# [WHAT IS REQUIRED]
Copy each line below as it stands, but skip any picture it contains.

Image point grounding data
+++

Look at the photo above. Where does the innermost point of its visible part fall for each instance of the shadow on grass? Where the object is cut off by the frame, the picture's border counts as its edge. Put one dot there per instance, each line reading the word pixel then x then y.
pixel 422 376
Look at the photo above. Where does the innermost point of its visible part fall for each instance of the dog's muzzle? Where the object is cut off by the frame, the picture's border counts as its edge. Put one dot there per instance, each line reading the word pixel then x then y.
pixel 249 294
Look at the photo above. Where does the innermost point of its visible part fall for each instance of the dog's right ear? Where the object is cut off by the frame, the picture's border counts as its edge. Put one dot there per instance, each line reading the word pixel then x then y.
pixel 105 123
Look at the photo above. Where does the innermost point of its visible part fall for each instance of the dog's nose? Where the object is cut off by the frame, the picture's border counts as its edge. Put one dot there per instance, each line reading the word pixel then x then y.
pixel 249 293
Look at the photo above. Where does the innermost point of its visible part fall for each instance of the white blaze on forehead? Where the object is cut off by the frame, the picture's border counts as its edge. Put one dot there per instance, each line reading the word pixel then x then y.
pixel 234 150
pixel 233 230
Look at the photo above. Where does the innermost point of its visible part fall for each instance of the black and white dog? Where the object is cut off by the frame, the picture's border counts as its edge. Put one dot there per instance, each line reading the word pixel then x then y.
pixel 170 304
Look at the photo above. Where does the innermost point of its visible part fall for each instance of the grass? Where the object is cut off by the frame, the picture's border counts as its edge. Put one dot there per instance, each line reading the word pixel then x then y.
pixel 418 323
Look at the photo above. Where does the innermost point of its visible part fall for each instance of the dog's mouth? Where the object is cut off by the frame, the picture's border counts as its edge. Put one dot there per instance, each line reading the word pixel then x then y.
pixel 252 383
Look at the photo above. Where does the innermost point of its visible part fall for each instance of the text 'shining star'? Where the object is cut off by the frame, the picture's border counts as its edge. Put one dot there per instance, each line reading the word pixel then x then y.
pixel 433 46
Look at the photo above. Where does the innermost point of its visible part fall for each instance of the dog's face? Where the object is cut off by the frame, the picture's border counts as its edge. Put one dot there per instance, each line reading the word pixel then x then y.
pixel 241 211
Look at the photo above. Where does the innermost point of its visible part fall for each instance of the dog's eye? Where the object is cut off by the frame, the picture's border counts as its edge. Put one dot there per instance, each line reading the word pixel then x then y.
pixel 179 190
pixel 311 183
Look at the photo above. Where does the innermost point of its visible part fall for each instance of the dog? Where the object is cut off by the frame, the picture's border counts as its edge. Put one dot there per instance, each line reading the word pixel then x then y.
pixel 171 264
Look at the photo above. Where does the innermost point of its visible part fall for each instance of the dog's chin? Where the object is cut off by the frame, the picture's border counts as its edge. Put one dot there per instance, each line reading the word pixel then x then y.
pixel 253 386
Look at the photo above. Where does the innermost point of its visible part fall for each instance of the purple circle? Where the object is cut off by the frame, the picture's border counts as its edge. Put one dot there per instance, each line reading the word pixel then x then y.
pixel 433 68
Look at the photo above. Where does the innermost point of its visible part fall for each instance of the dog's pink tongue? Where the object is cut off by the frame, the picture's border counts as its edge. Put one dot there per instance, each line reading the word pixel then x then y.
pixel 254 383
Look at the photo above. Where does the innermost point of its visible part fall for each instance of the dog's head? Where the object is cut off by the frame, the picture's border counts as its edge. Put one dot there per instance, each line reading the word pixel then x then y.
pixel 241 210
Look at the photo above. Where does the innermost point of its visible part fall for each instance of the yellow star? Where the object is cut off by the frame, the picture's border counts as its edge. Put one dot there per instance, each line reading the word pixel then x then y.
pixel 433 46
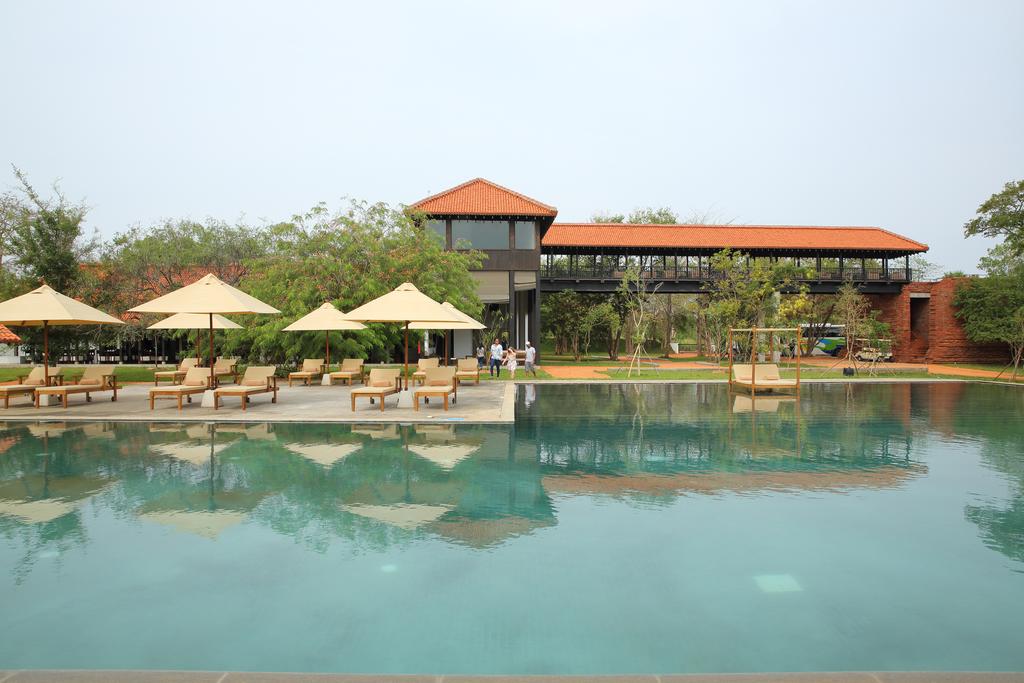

+++

# [RESPONSE TO THIS EXERCISE]
Look at the photo above. Where does the innermost point of its visible part fall for each instance of the shadow on grass? Where the object is cut off by the frame, the picture's border counts as its edge. Put one dot there per instance, each line reading the word pixel then x then y.
pixel 422 376
Look at the photo above. Where does the innermost point of its visible part fall for each instance of the dog's muzzle? Where the object is cut off by the frame, the picture's border counts as its edge. Put one dot there per instance, each line reading the word pixel then x then y.
pixel 249 294
Look at the photo above. Where does the innermost point of its visible part fall for each instance of the dog's right ear? Where the object is cut off by the frame, the picture's border counts as its edge. Put one dot there per instance, each line reading the word pixel then x then y.
pixel 105 123
Look at the photo above. Where does the innermost point of its visible part fall for each instance of the dog's nose? Where the object is cut off by the frame, the picture's border counts as its edge. Put one dot there per instance, each line reading the word pixel then x then y.
pixel 249 293
Look at the photo above. Where does the innermost point of its visible part fall for each instance of the white blaze on forehead? Where the object is cut off by the frame, the picture's border counts as its edge. Put one dot there per instance, each line reading the word pixel then x then y.
pixel 234 150
pixel 233 230
Look at the photo above. Where does the innermost point of its visible part fall for each instance of the black and white dog? Where the object is cut off by the frame, the picture's border counts as its edge. Put one dot there per instance, each line reading the word pixel then x then y.
pixel 170 304
Look at the photo above. Where does the innermost point of its visible part fall for each instance of the grass? Where the object is cut off by the frame, the picture's border counts as its edge. Put one dot there per instance, each line reading the word pixel then x then y.
pixel 418 323
Look at the photo above. Where does the innermost point of its visible part fall for each instance of the dog's mouth? Where the object is cut off by the frame, the picture's border counts as its edge. Put one dot there per instance, each line reading the word pixel then x then y.
pixel 252 383
Look at the photo above. Where does the innermost point of its visible part fall for each instance of the text 'shining star'? Where the object is cut off by the frame, the picture's border counts as its edge. Put one dot there per instance, each line reading the word pixel then x then y.
pixel 433 46
Look at the photo above. Where does the innermost point of its visible part fall for each instance of the dog's face? Where the object is cut off by the frame, the picture's border counts as its edge. Put one dot there per instance, each line reading the word pixel then x then y.
pixel 241 211
Look at the photo above. Where does the innermost point of its visible part fall for each instance of the dog's eye? Where the object is cut off by the frame, the picture's border counts as its edge. Put one dot there per instance, each line reading the word pixel then x then y.
pixel 179 190
pixel 311 183
Look at the photo above. Where does the innermost point of its visible part fall for each instance of the dog? Where the object is cut off by the frame, the picture's border counts as its edge. Put one dot there per instance, each line reading the word pixel then x then y.
pixel 171 264
Look at the photo above. Where does the innermost point of its visible part fall for each instance of the dog's chin? Where the object is cut off by the frame, the picture's border counts as its edge. Put one dot there per instance, each line reading the word pixel then x then y.
pixel 253 386
Look at the photo above. Where does the innermost point of its visible part fall for each instance of the purple circle? Where the object is cut off by the frame, the picture's border counts as its edge. Put one dot there per instance, each line reading the word pixel then x then y.
pixel 433 68
Look at the photo above. Where does the innermost point of its visible part fall for each instance of the dog's pink tongue? Where the object is cut off by the frame, the picture's border counts as its edge. Put one dot there per instance, each line reading the word pixel then x then y.
pixel 254 383
Look at the photo above. Where does the innermost point of its visible part fall for each instance of the dog's head? Where the object is cut off by the frame, the picture's border counts as its edge. Put one dot there per instance, each line reading the word pixel then x then y.
pixel 241 210
Look at the photo above. Where does the innermost point of its visible part fall for each instance of the yellow star? Where the object is cut off by the frame, the picture's border counts as its edge. Put one dot there per instance, each line reading the word pixel then x then y.
pixel 433 46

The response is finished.